----- Records provided
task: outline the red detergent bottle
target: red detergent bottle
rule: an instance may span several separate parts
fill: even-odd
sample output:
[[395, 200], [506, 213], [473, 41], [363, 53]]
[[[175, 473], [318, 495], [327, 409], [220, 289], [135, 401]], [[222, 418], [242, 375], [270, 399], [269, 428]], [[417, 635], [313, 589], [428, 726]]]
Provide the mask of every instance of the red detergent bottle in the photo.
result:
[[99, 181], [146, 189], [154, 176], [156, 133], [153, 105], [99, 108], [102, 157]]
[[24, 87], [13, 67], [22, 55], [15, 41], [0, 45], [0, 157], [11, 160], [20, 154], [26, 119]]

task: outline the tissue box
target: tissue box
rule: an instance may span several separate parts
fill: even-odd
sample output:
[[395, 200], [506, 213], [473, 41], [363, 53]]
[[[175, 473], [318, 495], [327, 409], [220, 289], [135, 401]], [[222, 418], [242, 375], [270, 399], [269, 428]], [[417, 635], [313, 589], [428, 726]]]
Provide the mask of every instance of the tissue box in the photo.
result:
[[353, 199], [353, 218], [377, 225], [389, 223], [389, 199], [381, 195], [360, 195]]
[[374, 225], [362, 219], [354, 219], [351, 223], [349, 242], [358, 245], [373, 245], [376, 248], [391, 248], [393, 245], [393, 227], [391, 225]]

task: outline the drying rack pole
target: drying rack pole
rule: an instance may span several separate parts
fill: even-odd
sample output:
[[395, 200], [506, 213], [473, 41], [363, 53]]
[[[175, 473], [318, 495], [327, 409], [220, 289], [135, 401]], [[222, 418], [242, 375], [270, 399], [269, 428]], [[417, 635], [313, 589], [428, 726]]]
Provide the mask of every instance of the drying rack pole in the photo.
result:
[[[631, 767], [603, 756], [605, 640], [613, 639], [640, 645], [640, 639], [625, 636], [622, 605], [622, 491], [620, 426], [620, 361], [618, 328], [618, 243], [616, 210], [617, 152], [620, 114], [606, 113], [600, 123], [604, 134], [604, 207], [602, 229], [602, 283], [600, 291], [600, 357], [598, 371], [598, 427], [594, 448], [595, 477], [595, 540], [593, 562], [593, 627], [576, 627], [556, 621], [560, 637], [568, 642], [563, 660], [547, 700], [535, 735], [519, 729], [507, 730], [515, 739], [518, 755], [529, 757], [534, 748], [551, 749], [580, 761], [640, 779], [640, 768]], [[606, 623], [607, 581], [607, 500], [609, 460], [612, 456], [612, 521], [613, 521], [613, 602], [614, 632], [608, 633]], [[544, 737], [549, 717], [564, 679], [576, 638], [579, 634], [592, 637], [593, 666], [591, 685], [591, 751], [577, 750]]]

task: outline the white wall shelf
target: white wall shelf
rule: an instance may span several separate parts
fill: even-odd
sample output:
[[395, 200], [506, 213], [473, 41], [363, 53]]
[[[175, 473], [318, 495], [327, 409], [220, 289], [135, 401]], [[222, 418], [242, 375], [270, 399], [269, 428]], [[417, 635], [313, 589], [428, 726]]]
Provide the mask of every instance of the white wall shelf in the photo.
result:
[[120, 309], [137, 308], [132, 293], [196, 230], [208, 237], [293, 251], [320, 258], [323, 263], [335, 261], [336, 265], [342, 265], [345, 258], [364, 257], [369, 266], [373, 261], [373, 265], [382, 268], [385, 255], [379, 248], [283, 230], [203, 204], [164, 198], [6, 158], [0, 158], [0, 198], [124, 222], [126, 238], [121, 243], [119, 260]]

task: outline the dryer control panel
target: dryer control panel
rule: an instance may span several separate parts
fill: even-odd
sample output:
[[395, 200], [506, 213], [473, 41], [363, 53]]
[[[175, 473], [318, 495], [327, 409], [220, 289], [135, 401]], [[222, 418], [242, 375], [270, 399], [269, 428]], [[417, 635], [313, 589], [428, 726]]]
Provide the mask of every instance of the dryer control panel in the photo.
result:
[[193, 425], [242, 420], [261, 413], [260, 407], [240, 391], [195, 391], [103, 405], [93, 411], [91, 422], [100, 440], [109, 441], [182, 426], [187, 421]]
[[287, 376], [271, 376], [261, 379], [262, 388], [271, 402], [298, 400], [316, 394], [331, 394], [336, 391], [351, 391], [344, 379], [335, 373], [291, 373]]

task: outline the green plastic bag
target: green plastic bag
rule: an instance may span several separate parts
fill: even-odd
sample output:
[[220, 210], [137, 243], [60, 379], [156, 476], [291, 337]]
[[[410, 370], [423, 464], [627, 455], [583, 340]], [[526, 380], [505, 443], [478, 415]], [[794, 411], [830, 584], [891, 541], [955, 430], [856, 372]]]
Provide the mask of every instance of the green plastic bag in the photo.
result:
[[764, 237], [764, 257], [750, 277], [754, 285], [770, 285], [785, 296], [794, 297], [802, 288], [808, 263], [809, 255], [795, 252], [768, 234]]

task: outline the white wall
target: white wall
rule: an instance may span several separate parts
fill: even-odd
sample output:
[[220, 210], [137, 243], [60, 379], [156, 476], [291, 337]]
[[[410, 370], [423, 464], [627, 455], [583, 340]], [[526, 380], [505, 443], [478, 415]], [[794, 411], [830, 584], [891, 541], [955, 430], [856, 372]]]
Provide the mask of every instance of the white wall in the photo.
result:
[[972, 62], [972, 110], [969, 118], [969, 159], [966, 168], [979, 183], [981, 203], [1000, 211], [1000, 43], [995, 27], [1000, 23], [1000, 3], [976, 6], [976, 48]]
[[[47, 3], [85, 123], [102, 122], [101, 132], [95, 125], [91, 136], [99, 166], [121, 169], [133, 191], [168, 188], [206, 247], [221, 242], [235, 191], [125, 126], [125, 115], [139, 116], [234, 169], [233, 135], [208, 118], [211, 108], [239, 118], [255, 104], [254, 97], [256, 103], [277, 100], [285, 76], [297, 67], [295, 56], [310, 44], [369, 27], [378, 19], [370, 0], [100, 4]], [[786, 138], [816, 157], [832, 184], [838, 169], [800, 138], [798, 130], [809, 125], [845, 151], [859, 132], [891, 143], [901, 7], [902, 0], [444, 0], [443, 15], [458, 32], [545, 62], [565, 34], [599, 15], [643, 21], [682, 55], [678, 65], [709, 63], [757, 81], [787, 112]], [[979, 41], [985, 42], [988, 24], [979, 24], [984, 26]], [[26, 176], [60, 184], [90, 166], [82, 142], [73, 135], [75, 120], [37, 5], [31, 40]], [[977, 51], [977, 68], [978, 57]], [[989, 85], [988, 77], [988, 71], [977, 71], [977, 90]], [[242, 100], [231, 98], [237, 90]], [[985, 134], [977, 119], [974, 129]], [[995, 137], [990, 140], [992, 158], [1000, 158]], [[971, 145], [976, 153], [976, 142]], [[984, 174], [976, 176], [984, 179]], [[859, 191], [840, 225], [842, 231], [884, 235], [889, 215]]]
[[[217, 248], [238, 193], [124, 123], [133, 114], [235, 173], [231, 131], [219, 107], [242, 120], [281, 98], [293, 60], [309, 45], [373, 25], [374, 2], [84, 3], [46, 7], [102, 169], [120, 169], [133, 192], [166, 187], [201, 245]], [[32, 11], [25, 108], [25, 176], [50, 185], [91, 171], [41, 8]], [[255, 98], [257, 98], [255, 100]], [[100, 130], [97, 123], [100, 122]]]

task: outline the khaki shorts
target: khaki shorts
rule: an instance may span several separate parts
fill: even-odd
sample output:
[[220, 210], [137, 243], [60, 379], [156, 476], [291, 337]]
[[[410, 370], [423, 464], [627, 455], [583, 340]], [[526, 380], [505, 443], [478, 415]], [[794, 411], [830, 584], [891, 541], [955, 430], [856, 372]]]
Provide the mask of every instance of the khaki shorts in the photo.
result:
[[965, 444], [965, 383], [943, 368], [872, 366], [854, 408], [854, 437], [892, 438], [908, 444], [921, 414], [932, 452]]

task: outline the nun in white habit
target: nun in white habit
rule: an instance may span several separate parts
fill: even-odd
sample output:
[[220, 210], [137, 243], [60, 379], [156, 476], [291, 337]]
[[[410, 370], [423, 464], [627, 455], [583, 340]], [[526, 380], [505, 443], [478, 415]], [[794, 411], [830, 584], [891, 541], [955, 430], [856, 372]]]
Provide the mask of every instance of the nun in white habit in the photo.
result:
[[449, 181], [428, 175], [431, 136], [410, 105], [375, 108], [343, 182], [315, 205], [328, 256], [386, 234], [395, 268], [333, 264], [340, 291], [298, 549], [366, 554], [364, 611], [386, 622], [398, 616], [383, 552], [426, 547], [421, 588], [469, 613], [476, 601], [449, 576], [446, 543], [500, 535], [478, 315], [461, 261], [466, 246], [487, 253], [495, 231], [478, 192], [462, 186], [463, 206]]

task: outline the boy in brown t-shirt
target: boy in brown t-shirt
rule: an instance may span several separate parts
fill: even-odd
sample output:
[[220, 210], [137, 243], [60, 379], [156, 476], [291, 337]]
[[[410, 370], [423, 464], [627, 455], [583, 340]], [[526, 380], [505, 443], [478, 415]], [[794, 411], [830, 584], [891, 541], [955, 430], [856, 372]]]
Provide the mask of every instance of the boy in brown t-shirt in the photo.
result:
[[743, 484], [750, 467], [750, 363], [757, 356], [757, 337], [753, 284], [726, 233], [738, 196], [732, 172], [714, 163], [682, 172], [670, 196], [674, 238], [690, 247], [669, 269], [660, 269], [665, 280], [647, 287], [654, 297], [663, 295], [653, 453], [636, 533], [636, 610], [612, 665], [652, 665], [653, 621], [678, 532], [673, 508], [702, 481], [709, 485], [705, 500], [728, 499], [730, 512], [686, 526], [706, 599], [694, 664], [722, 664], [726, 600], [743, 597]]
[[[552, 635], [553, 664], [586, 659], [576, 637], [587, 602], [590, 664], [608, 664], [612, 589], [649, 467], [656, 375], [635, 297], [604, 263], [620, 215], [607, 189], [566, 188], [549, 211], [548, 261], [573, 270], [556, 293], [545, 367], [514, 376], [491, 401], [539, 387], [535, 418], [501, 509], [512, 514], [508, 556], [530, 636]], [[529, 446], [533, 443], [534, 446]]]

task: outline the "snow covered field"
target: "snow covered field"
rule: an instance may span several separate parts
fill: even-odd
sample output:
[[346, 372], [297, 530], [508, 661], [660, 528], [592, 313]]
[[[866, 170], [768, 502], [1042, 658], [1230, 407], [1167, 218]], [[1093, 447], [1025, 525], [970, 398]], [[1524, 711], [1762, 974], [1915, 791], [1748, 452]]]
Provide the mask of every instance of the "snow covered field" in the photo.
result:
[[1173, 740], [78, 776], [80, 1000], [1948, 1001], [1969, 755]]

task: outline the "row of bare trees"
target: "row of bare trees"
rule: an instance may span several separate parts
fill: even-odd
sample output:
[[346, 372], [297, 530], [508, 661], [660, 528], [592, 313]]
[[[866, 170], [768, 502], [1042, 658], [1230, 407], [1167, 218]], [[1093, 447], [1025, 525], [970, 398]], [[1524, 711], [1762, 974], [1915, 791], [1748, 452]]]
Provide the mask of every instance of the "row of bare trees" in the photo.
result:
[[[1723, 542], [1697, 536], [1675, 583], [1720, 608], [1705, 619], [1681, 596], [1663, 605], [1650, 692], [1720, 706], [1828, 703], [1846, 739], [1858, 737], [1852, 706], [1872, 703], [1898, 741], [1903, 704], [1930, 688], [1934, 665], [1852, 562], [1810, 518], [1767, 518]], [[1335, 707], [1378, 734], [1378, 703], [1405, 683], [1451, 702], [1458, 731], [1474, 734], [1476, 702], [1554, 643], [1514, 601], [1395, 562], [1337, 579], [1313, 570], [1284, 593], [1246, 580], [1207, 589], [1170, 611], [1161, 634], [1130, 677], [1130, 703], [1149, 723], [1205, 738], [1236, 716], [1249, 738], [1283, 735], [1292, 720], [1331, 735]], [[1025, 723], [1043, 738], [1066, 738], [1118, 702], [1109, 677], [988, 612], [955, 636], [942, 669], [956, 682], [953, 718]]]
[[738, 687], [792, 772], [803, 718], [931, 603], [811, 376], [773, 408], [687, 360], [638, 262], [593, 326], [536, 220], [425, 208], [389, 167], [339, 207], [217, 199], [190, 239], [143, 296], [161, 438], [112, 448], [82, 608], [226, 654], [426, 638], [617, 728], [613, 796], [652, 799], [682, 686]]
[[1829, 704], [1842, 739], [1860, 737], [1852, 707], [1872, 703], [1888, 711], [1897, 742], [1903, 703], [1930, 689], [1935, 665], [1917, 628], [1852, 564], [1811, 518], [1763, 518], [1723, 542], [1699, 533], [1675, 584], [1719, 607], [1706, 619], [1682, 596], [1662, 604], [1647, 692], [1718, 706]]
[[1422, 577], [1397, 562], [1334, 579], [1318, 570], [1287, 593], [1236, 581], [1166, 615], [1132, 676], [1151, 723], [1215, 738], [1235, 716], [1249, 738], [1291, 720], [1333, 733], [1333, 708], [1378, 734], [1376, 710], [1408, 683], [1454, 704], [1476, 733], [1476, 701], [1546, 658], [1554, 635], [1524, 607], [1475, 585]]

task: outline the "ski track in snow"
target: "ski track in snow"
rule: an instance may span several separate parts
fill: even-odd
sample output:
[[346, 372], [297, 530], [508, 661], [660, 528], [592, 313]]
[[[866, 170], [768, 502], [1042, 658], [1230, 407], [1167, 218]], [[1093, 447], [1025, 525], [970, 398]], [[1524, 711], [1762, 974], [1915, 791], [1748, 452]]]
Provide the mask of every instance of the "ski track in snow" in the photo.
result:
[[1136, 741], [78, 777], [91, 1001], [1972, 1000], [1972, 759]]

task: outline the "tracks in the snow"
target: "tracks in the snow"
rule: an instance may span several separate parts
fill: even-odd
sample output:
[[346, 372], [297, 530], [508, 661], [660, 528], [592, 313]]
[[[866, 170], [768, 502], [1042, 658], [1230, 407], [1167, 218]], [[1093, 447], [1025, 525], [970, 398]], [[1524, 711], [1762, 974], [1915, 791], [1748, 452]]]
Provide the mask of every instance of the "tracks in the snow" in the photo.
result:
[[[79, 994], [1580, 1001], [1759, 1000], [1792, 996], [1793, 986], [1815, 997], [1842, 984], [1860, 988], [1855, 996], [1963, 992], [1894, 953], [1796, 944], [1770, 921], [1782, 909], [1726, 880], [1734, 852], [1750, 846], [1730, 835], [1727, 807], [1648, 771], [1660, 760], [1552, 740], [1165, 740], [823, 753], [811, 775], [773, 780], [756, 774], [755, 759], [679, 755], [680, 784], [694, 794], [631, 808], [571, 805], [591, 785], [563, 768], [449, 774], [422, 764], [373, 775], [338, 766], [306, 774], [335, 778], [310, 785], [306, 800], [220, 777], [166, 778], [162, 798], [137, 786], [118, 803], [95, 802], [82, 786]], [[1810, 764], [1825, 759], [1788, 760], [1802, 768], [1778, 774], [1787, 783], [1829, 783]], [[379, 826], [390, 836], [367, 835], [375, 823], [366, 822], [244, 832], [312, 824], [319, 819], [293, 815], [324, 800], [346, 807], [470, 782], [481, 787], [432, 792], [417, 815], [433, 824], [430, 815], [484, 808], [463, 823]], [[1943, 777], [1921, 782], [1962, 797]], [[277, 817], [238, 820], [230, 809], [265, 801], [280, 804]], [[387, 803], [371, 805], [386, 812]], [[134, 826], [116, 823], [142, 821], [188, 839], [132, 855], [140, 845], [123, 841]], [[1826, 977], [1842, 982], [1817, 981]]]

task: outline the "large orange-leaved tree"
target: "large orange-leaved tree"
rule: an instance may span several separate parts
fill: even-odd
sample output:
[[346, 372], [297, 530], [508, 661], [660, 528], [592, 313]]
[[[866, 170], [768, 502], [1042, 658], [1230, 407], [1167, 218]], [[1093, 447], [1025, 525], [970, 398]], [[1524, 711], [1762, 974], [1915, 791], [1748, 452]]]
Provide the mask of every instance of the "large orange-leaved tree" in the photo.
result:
----------
Assigned task —
Quote every line of the records above, from the first down to the one holding "Provide the mask of every instance of the red", exactly as written.

Result of this task —
task: outline the red detergent bottle
target: red detergent bottle
rule: an instance may span several separate parts
fill: even-odd
sample output:
[[395, 200], [506, 213], [473, 41], [363, 53]]
[[[175, 473], [318, 495], [327, 409], [220, 289], [135, 401]], [[222, 418], [242, 375], [270, 399], [269, 428]], [[417, 635], [313, 589], [428, 726]]]
Provide the mask of every instance of the red detergent bottle in the photo.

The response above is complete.